» Material provided

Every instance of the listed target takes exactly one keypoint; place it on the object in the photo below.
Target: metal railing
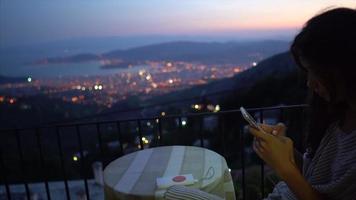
(225, 124)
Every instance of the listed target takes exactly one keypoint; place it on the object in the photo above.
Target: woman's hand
(274, 148)
(277, 130)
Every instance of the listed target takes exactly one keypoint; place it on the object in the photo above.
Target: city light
(211, 107)
(12, 101)
(148, 77)
(74, 99)
(75, 158)
(141, 72)
(169, 64)
(217, 108)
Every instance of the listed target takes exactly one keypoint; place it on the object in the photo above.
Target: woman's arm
(298, 157)
(298, 185)
(278, 153)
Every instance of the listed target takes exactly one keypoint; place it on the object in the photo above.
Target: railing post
(201, 132)
(118, 126)
(82, 162)
(262, 164)
(43, 166)
(242, 149)
(160, 131)
(100, 141)
(140, 133)
(3, 170)
(59, 143)
(22, 163)
(221, 131)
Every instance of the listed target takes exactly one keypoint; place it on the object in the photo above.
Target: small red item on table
(179, 179)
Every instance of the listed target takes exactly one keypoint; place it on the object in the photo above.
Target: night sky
(36, 21)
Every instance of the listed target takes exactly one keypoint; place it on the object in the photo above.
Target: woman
(326, 50)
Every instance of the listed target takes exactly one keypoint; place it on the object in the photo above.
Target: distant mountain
(5, 79)
(201, 52)
(273, 81)
(277, 66)
(219, 53)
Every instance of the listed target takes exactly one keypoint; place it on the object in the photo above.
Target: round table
(133, 176)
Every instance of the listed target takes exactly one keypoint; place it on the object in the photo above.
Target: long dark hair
(328, 43)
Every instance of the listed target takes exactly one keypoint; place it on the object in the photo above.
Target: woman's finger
(258, 134)
(281, 128)
(267, 128)
(257, 150)
(258, 145)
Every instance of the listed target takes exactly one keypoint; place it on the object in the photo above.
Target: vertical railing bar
(281, 114)
(118, 126)
(43, 166)
(221, 131)
(160, 130)
(262, 164)
(180, 123)
(82, 161)
(100, 141)
(59, 143)
(19, 147)
(302, 132)
(242, 149)
(140, 133)
(3, 170)
(201, 131)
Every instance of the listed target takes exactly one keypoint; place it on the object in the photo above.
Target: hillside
(200, 52)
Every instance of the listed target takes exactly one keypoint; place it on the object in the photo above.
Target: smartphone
(250, 119)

» Problem
Verbatim output of every entry above is required, though pictures are to be left out.

» Task solution
Every instance of the listed target takes exactly one keypoint; place it on the object in the photo below.
Target: metal railing
(225, 124)
Every instance of the listed target takes exactly one keypoint; place it on the object in the photo above.
Target: woman's hand
(274, 148)
(277, 130)
Every instance of the listed target takes exactly one keypoint; place it on the object in the photo above.
Target: city light
(211, 107)
(12, 101)
(148, 77)
(74, 99)
(75, 158)
(141, 72)
(169, 64)
(217, 108)
Every instance of the listed target takes exactly one keypoint; place it on the object in the photo above.
Target: woman's arm
(298, 157)
(298, 185)
(278, 153)
Every instance of the listed target takes exactly one keypoint; place it on the object in the photo above.
Target: railing post
(201, 132)
(118, 126)
(82, 162)
(262, 164)
(43, 166)
(242, 149)
(160, 131)
(100, 141)
(140, 133)
(3, 170)
(59, 143)
(22, 163)
(221, 131)
Every instance of the listed target takes exactly one keypoint; place it on the object in the photo above.
Target: small red item on table
(179, 179)
Every instance of the listed target takes exactly one keypoint; place it on the object in the photo above.
Target: night sky
(36, 21)
Every instance of the listed target takes exactly one keypoint; place it on the object in the photo above.
Target: woman
(326, 50)
Every instance of the listed target takes exactly one keypoint; place it on the object in the photo above.
Target: distant mountain
(5, 79)
(201, 52)
(273, 81)
(277, 66)
(219, 53)
Every instance of the listed target takes exactly one keypoint; place it on the object in the photo above.
Target: round table
(133, 176)
Every instance of the listed target takes exactly one keypoint; place it on the object in the photo above.
Target: long dark hair
(328, 43)
Every instance of the listed target takes exactly one keypoint; place it on the object in the photo above.
Target: woman's finger
(258, 134)
(281, 128)
(267, 128)
(257, 150)
(258, 145)
Every instance of the listed target takes exactly one keypoint; place it on the object in the photo above.
Target: vertical railing bar
(281, 114)
(118, 126)
(43, 166)
(221, 131)
(160, 130)
(262, 164)
(180, 123)
(82, 161)
(100, 141)
(59, 143)
(19, 147)
(302, 132)
(242, 149)
(140, 133)
(3, 170)
(201, 131)
Every instance of the listed target takes exactly one keypoint; place it on the object in the photo above.
Target: hillside
(200, 52)
Every instance of the listed target takes exactly one keypoint; place it on the object in the photo above.
Target: smartphone
(250, 119)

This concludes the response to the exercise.